(Excerpt provided):
# Shocking Stuff! "You have just been infected by HIV"



## infra_red_dude (May 3, 2006)

Dear Friends,

A few weeks ago, in a movie theatre, a person felt something poking 
from her seat.When she got up to see what it was, she found a needle 
sticking out of the seat with a note attached saying "You have just been 
infected by HIV". The Disease Control Center (in Paris ) reports many similar events in many other 
cities recently. All tested needles were HIV Positive. 

The Center also reports that needles have been found in cash
dispensers at public banking machines.We ask everyone to use extreme 
caution when faced with this kind of situation. All public chairs/seats 
should be inspected with vigilance and caution before use. A careful 
visual inspection should be
enough. In addition, they ask that each of you pass this message along 
to all members of your family and your friends of the potential danger.

(Excerpted records):
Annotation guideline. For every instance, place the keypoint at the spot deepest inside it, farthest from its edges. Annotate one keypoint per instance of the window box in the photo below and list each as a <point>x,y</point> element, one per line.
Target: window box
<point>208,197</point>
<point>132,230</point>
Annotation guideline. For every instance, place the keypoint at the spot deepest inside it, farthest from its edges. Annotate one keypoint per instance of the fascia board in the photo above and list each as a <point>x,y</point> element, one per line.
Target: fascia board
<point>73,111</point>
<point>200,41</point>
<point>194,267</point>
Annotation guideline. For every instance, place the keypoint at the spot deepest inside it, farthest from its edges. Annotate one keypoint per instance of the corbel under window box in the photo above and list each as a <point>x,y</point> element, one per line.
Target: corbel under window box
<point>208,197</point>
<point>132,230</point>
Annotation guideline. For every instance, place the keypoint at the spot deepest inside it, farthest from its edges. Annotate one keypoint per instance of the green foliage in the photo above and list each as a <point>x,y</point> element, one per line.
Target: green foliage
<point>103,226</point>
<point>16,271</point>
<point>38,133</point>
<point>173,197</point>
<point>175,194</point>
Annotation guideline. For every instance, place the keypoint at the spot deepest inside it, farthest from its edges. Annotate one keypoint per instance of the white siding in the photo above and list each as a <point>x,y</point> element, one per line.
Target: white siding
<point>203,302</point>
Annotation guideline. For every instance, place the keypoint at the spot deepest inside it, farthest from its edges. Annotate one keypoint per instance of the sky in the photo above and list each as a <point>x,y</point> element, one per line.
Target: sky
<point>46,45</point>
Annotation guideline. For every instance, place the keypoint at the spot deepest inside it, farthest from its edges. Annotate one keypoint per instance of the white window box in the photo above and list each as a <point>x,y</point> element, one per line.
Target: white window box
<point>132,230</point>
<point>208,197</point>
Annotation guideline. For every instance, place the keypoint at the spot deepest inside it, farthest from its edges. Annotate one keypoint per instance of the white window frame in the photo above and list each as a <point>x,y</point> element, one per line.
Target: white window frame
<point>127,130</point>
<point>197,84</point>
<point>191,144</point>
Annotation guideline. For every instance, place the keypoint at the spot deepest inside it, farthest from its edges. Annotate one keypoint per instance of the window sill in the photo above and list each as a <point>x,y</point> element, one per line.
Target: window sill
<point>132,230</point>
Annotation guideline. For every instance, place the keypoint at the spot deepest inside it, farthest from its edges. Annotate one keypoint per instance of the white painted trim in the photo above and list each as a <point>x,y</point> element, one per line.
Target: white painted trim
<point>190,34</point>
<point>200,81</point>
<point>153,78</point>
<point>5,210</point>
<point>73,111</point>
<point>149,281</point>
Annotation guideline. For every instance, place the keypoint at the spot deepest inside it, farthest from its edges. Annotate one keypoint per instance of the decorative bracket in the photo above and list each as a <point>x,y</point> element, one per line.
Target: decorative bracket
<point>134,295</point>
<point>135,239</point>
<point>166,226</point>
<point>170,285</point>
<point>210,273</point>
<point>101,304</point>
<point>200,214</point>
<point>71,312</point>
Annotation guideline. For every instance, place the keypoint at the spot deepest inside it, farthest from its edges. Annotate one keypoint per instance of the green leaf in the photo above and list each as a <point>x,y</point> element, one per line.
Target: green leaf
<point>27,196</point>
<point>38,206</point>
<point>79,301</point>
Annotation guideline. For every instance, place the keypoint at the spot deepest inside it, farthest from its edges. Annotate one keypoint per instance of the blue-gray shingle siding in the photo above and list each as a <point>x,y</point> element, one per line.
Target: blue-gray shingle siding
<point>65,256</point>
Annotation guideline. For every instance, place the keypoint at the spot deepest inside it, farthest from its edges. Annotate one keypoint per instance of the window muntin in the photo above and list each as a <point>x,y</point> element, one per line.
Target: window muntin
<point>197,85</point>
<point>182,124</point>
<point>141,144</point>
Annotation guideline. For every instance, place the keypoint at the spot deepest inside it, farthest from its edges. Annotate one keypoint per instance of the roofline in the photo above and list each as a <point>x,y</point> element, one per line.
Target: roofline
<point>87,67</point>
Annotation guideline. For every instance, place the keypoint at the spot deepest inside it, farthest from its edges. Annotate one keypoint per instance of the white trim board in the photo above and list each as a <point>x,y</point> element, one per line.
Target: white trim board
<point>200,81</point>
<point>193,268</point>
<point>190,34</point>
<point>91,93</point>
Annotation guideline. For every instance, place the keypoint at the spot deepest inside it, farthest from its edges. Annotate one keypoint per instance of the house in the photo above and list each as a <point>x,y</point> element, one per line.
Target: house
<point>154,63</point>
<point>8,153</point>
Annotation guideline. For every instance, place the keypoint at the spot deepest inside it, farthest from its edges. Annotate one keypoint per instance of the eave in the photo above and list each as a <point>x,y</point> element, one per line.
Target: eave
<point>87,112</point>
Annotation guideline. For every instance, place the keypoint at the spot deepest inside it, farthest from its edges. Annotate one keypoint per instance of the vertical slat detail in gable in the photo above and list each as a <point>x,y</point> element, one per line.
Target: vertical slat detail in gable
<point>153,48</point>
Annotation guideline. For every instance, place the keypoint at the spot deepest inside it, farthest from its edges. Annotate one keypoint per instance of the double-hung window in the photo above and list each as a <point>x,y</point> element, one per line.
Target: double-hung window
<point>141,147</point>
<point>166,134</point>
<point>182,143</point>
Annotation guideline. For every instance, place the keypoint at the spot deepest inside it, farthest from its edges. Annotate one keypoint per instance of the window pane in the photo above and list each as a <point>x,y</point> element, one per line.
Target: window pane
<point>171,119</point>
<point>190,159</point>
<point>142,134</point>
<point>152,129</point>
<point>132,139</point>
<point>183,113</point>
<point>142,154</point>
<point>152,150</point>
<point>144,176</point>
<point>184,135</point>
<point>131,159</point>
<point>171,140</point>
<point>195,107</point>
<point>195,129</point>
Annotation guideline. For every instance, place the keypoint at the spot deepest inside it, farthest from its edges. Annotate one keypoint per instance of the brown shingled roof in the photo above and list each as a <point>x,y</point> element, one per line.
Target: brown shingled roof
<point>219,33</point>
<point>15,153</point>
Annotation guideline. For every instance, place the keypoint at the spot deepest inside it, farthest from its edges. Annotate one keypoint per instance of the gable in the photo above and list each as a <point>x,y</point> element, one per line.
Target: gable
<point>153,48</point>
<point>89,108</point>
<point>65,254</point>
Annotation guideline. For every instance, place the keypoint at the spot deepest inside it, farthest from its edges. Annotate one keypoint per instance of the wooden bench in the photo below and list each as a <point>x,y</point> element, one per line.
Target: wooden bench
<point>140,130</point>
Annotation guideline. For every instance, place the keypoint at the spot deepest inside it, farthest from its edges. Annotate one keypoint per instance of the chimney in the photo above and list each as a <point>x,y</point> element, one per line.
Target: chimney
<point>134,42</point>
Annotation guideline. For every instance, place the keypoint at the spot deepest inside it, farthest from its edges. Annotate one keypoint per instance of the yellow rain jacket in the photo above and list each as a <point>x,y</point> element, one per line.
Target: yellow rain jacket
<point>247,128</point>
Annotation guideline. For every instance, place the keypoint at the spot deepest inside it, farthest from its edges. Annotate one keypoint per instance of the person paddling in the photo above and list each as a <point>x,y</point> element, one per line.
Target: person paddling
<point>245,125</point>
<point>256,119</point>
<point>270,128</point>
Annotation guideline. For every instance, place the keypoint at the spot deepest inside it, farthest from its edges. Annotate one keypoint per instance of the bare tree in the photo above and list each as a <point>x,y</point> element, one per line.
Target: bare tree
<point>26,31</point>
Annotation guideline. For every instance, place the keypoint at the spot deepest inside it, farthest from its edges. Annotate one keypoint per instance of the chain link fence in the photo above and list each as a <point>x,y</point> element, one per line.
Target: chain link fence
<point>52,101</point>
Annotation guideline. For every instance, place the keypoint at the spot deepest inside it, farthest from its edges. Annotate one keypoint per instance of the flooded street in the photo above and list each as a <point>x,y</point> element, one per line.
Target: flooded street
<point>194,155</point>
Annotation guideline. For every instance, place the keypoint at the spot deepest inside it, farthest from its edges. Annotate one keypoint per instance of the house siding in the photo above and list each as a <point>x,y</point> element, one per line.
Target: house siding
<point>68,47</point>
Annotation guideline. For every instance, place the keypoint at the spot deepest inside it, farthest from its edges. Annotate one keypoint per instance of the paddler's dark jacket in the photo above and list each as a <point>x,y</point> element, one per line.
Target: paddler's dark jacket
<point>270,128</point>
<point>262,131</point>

(Task requirements): Besides public seats, where does the forum post say needles have also been found? The items come from a separate source and are unrelated to the forum post.

(Answer section): In cash dispensers at public banking machines.